- [Short problem]:
Rewrite every item below with "come across" changed to "spot", leaving the rest untouched.

- [Material for this exercise]:

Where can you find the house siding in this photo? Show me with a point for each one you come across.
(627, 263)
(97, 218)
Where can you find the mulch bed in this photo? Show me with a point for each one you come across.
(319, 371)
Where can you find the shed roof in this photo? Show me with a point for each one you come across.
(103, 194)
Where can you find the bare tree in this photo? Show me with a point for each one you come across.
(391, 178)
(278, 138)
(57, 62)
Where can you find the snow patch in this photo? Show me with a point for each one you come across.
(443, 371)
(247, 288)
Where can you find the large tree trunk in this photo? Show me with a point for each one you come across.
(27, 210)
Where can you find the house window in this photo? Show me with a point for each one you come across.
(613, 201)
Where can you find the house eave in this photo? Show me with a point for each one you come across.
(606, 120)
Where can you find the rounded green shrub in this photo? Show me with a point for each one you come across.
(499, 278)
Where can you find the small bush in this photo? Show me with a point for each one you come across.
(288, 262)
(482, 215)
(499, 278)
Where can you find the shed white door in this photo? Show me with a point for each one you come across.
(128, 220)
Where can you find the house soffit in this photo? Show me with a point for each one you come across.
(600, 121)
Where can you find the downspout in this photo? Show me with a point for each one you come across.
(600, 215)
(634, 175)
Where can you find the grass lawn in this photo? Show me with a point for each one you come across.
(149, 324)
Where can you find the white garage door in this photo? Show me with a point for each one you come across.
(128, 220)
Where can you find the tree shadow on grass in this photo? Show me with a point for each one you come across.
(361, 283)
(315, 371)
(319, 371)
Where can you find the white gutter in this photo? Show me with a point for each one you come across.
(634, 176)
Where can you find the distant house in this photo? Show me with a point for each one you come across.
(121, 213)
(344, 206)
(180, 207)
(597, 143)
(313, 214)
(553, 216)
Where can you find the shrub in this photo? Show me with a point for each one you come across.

- [Expected answer]:
Where can you find the house siding in this photo? Show me with a point for each one you spot.
(627, 263)
(97, 218)
Where can you find the mulch bed in this photo? Show me with a point for each one you spot.
(319, 371)
Where can you find the shed roof in this photo? Show me with a point for each one you spot.
(103, 194)
Where can you find the bare tree in this photo? Show me with a point for each one you spot.
(391, 178)
(278, 138)
(57, 62)
Where can you find the snow patch in this photo? Show me with a point for each one you spot.
(443, 371)
(247, 288)
Where can you find the large tree trunk in this photo? Show me with a point for each one you spot.
(27, 210)
Where can you find the house window in this photo? Show me with a point for each one you spot.
(613, 201)
Where can you find the house eave in this photo? Show me with a point for each one you spot.
(606, 120)
Where can you find the rounded green shrub in this photo? Show me with a point for each one you spot.
(499, 278)
Where can you find the small bush in this photo? Show me with a point for each one you spot.
(288, 262)
(482, 215)
(499, 278)
Where can you find the shed white door in this photo? Show me with a point for each one you spot.
(128, 220)
Where can you find the house soffit in this photo? Show me with a point for each one you spot.
(600, 121)
Where can you find the downspout in this photo? Show me with a point for each one you spot.
(600, 215)
(634, 175)
Where can you find the grass lawn in this photo? Show me with a point for each one you spot.
(149, 324)
Where can you find the white garage door in this photo? Show me with a point for each one you spot.
(128, 220)
Where can you find the tree shadow on grass in this photo? Show me with a point for each one you spot.
(361, 283)
(315, 371)
(319, 371)
Where can you find the white gutter in this photo? Show me with a point for each one you spot.
(634, 176)
Where can you find the distant house in this photo? Show me with a point for each one you spot.
(121, 213)
(344, 206)
(180, 207)
(597, 143)
(313, 214)
(553, 216)
Where can you find the shrub in this photo? Show me with a point for each one you spot.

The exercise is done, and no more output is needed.